▸ **WHAT THE TASK ASKS**:
Using the records below, repeat exactly the lines from the one holding "Query: shrub" through the one holding "like [(292, 145)].", both ends included, and no others.

▸ **EXERCISE INPUT**:
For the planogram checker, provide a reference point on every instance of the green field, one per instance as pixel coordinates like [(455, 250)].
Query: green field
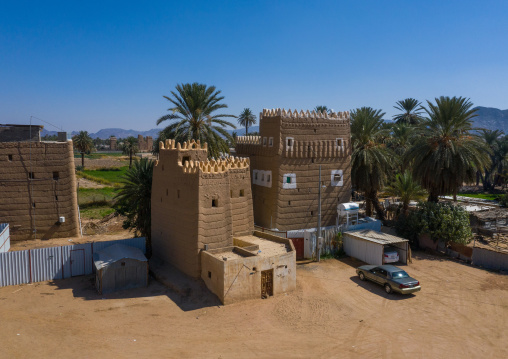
[(97, 155), (111, 176)]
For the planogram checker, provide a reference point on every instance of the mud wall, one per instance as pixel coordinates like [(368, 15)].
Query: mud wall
[(197, 202), (293, 144), (37, 186)]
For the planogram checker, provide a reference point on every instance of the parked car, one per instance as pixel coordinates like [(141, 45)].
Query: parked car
[(393, 279), (390, 255)]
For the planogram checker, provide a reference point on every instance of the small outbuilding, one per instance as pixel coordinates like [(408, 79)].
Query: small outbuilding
[(369, 246), (120, 267)]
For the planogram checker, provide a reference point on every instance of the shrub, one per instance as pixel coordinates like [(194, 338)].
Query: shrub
[(442, 221), (503, 200)]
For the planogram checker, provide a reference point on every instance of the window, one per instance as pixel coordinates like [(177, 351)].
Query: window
[(337, 178), (289, 181)]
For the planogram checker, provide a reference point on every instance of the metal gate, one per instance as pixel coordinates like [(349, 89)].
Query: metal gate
[(77, 262), (299, 247), (266, 283)]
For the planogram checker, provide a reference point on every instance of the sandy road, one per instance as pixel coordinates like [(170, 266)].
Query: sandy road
[(462, 312)]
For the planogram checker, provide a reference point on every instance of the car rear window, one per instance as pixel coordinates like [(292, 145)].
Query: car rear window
[(400, 274)]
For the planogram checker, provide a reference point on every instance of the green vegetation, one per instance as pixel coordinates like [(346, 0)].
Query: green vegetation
[(99, 155), (488, 196), (442, 221), (195, 116)]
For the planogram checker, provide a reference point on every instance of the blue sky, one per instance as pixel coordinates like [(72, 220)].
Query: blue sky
[(92, 65)]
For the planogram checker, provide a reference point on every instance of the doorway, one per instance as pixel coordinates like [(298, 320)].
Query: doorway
[(266, 283)]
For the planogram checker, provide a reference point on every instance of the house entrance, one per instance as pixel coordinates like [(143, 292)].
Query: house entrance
[(267, 283)]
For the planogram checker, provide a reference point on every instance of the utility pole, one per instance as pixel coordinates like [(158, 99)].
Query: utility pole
[(318, 234)]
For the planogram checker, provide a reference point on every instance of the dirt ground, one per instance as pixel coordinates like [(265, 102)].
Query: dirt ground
[(461, 312)]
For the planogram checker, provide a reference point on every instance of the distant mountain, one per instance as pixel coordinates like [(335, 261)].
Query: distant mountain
[(491, 119), (108, 132)]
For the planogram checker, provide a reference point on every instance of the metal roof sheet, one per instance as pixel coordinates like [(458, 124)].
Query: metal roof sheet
[(376, 237), (115, 253)]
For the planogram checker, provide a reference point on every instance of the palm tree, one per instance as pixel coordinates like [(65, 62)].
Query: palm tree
[(322, 109), (246, 119), (194, 107), (407, 189), (134, 199), (411, 111), (84, 144), (130, 147), (370, 160), (446, 154)]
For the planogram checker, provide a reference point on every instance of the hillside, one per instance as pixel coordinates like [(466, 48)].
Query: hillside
[(491, 119)]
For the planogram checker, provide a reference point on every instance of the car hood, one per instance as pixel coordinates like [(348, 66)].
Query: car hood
[(366, 267), (407, 280)]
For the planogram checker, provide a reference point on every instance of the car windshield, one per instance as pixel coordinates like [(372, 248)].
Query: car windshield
[(400, 274)]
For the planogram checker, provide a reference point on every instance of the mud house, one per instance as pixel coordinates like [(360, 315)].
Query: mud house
[(38, 184), (145, 144), (202, 223), (285, 160)]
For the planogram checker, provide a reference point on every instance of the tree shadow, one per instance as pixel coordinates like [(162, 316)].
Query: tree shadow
[(379, 290), (189, 296)]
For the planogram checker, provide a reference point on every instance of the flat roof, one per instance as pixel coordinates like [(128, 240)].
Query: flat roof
[(376, 237), (267, 248)]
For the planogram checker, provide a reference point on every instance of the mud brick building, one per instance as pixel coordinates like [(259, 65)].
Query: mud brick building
[(37, 184), (202, 223), (145, 144), (285, 162)]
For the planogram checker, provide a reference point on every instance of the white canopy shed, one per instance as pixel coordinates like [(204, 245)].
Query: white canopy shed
[(369, 246)]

▸ **RESULT BELOW**:
Query: shrub
[(442, 221), (503, 200)]
For the planogram checker, provide a reference point on every instance of the window, one per instance as pixel coordinates like [(177, 351)].
Query: window
[(337, 178), (289, 181)]
For the planogram checker, provide a reference point on every instance of the metal gate, one per instance as pixel coordinates like [(349, 89)].
Query: metal gate
[(77, 262), (299, 247), (266, 283)]
For the planogram checker, provide a reference point on every instance of the sandy road, one per instance as pixel coordinates like [(170, 266)].
Query: sandy road
[(462, 312)]
For the planogram checker, provide a reference point on every instance of the car rear window, one per instance as pixel coordinates like [(292, 145)].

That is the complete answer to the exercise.